> Source document:
· · · · · · ·

We conclude that this case presents a nonjusticiable political question. The judgment of the district court dismissing plaintiffs’ claims is

Affirmed.

. We disagree with our dissenting colleague’s conclusion that the law of nations claim has been forfeited. See Dissenting Op. at 587. Plaintiffs fully brief the claim challenging the CIA's failure to compensate, which the district court also addressed, and so it must be addressed here. The dissent assumes that the law of nations claim replicates the abandoned claim that the attack was unjustified. That reasoning mistakenly conflates the concepts of claims and issues. The claim in the challenge to the attack was that plaintiffs were entitled to a declaratory judgment that the President was wrong to order the strike (Claim 1). That claim has been forfeited. The law of nations claim is that plaintiffs are entitled to a declaratory judgment that the CIA wrongfully refused to compensate plaintiffs (Claim 2). An issue in Claim 2 is whether the President unjustifiably ordered the strike, for if the attack was justified no compensation was due. The question presented in Claim 1 is also an issue in Claim 2. The dissent wrongly concludes that because Claim 1 is forfeited and because it raises an issue in Claim 2, Claim 2 is also forfeited. Claim 1 challenged an action by the President, whose sovereign immunity is not waived by the Administrative Procedure Act (APA). By contrast, Claim 2 challenges the action of a federal agency whose sovereign immunity is waived by the APA, 5 U.S.C. § 702 (2006). Crucially, the relief requested in Claim 1 ran against the President, while in Claim 2 it runs against the CIA. Although judicial review of Claim 2 may require review of an issue presented in Claim 1, Claim 2 is not barred by sovereign immunity and is properly before us.

. According to the dissent, Idris can avoid dismissal here by stating that the President's justifications for the missile strike were made not in furtherance of national security or foreign policy, but merely to avoid public embarrassment. See Dissenting Op. at 589-90. Implicit in the dissent’s argument on this point is a suggestion, which we reject, that plaintiffs can avoid the political question bar at the motion to dismiss stage by artful pleading that recasts the terms of a dispute to make it one properly reviewed by courts.

. The dissent assumes that we find decision-making in these fields exclusively within the President's Commander-in-Chief authority. See Dissenting Op. at 590-91. We express no such opinion. Rather, we simply rest our holding on the proposition that the conduct of our foreign relations is committed to the political departments, "and the propriety of what may be done in the exercise of this political power is not subject to judicial inquiry or decision,” Oetjen, 246 U.S. at 302, 38 S.Ct. 309.

. Parhat, 532 F.3d at 839 (citing the Detainee Treatment Act, section 1005(e)(2)(A) of which gives this court "exclusive jurisdiction to determine the validity of any final decision of a Combatant Status Review Tribunal that an alien is properly detained as an enemy combatant”).

. Chai, 466 F.3d at 128-29 (citing 8 U.S.C. § 1189(c) (2006), which allows an entity des*586ignated as a terrorist organization under the Antiterrorism and Effective Death Penalty Act to seek judicial review in this court).

. Von Zedtwitz, 26 F.2d at 526-27 (citing the Trading with the Enemy Act, section 9(a) of which provides for judicial review of certain seizures of property).

· · · · · · ·

> Apply what you read:
1. In the court opinion excerpt, condense the paragraph beginning "The dissent assumes that we find decision-making" into two shorter sentences, keeping its main points.
2. Which federal statutes does the court opinion excerpt name as acts?
3. According to the court opinion excerpt, what declaratory judgment does Claim 2 seek?

· · · · · · ·

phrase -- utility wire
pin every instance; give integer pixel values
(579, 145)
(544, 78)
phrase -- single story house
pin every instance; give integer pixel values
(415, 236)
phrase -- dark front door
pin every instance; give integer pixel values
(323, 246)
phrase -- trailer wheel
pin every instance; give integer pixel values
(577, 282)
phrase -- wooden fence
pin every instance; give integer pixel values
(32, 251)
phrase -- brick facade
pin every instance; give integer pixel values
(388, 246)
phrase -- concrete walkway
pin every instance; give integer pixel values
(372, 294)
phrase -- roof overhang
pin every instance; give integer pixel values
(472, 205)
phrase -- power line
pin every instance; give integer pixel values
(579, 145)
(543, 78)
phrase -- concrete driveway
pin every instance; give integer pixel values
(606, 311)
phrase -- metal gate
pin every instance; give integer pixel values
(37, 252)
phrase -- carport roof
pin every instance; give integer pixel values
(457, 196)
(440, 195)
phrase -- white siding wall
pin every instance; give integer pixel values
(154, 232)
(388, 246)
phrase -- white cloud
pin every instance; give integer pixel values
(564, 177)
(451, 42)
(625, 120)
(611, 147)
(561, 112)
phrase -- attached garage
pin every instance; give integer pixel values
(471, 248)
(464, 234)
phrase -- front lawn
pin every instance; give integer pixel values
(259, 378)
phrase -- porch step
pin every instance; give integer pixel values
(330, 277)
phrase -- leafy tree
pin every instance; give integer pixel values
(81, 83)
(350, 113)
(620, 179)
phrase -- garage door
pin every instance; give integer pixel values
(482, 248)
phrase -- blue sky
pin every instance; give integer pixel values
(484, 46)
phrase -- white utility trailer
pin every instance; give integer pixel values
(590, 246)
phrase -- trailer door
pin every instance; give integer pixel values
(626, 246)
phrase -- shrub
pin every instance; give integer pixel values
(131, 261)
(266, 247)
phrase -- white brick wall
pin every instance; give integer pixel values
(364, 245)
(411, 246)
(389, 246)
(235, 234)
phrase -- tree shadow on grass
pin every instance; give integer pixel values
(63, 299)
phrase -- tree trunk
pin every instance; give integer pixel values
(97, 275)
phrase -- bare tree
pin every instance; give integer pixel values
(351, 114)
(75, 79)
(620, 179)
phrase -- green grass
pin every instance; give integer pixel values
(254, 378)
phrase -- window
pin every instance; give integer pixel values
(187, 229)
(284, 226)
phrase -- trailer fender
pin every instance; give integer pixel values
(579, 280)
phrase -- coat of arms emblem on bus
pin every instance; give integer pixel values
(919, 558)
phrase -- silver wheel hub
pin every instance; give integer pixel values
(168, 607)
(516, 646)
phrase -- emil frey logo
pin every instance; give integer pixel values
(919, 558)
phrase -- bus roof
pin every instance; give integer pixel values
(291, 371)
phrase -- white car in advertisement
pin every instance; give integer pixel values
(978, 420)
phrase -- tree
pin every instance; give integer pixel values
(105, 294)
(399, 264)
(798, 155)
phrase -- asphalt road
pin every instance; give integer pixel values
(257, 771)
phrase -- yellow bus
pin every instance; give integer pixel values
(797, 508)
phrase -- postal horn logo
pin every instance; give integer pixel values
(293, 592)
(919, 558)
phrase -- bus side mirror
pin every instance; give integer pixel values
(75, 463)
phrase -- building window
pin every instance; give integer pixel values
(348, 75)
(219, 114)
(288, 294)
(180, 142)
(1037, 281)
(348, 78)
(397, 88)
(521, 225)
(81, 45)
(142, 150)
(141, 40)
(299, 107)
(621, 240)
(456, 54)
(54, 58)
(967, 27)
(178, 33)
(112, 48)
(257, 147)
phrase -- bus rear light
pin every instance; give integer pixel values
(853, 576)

· · · · · · ·

> Responses to the tasks:
1. The court denies the dissent's assumption that it places decision-making in these fields exclusively within the President's Commander-in-Chief authority. Its holding rests only on the principle that foreign relations are committed to the political departments and that the propriety of exercising this power is not subject to judicial inquiry or decision (Oetjen, 246 U.S. at 302).

2.
- Administrative Procedure Act (APA)
- Detainee Treatment Act
- Antiterrorism and Effective Death Penalty Act
- Trading with the Enemy Act

3. A declaratory judgment that the CIA wrongfully refused to compensate plaintiffs.